» Alıntılanan metin:
İdeolojinizin kurucu ‘ustalarının’ fikirlerine ‘dışarıdan’ muhalefete cevaz
veremezsiniz. Ya ikna edici cevaplar vereceksiniz, ya ‘esasa müteallik olmayan’
hataları düzelteceksiniz, ya da kendinize başka bir ‘kurucu mecra’ bulacaksınız
veya yaratacaksınız. Ancak, kurucu fikirleri farklı zamanlarda farklı koşullara
uygulamaya çalışan haleflerin her fikir ve eylemini kabul etmek ve savunmak
zorunda değilsiniz. Marksist Leninist bir sosyalistin ‘mutlaka ve yalnızca’
Stanilist olması ve Stalin ile anlaşmazlık yaşayan diğer devrimci önderleri
‘tümüyle’ dışlaması gerekmez. Ya da Troçkist olup tam tersini yapmak gerekmez.
Marksizm Leninizm’in güncele uygulanmasında; şu konuda Stalin’in fikirlerini,
bu konuda Troçki’nin fikirlerini tercih edebilirsiniz. Bu ve benzeri isimlerin
‘müktesebatına’ tümüyle kapalı ya da tümüyle açık olmak zorunluluğu
olmamalıdır. Enternasyonal ve ulusal önderlerin farklı konulardaki
fikirlerinden farklı ‘fikir zincirleri’ oluşturulabilir. Örneğin, uluslararası
devrim konusunda Marksist-Leninist-Troçkist bir ‘fikir zincirini’ savunurken,
ulusların kaderini tayin hakkı konusunda M-L-Stalinist, kültür devrimi
konusunda M-L-Maoist, sanayi ve tarım politikalarında M-L-Buharinist bir zincir
savunulabilir.

» Yapılacak işler:
1. Marksizm üzerine yazıda "Marksizm Leninizm’in güncele" sözcüklerini içeren yerle başlayıp "savunulabilir." ile biten kısmı hiç değiştirmeden döndürür müsünüz?
2. Marksizm üzerine yazıyı kaldığı yerden daha ileriye götürür müsünüz?
Bu öğelere ihtiyacınız olmayacak.

» Sağlanan veriler:
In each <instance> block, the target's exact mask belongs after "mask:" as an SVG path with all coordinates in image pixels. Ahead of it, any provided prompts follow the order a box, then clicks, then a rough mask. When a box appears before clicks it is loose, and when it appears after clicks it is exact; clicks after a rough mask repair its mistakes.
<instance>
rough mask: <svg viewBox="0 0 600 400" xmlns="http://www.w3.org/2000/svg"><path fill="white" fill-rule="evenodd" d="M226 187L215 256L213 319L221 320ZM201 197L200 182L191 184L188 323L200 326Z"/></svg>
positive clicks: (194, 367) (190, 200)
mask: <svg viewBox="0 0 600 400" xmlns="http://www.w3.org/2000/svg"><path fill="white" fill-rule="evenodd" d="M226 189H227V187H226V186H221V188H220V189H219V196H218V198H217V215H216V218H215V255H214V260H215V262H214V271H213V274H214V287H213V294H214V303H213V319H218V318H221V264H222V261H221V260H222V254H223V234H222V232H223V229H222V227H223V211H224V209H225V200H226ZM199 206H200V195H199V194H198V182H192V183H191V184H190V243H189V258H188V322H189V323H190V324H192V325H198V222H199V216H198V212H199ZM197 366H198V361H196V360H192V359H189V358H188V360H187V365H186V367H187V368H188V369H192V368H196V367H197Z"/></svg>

» Görev görev yanıtlar:
1.
Marksizm Leninizm’in güncele uygulanmasında; şu konuda Stalin’in fikirlerini,
bu konuda Troçki’nin fikirlerini tercih edebilirsiniz. Bu ve benzeri isimlerin
‘müktesebatına’ tümüyle kapalı ya da tümüyle açık olmak zorunluluğu
olmamalıdır. Enternasyonal ve ulusal önderlerin farklı konulardaki
fikirlerinden farklı ‘fikir zincirleri’ oluşturulabilir. Örneğin, uluslararası
devrim konusunda Marksist-Leninist-Troçkist bir ‘fikir zincirini’ savunurken,
ulusların kaderini tayin hakkı konusunda M-L-Stalinist, kültür devrimi
konusunda M-L-Maoist, sanayi ve tarım politikalarında M-L-Buharinist bir zincir
savunulabilir.

2.
3.19.
Benzer
bir yaklaşım postmarksizm, neomarksizm etiketleri altında yaftalanan fikirler
için de geçerlidir. Fikirlerden çok ‘telif hakkına sahip’ isimlere göre yapılan
değerlendirmeler fikir dünyamızı sığlaştırıyor.
3.20.
Tarihsel materyalizm, tarihi, sınıflar mücadelesi, altyapının üstyapı
üzerindeki belirlenimi ve karşılıklı etkileşimi üzerinden açıklar. Post ya da
neomarksist akımlar ise; sınıf mücadelesinin ve işçi sınıfının merkezi
konumunun bittiği, kültür/kimlik temelli yeni toplumsal hareketler ve sivil
toplum gibi birbiriyle benzeşmeyen öznelerin mücadelesini temel alıyorlar.
3.21.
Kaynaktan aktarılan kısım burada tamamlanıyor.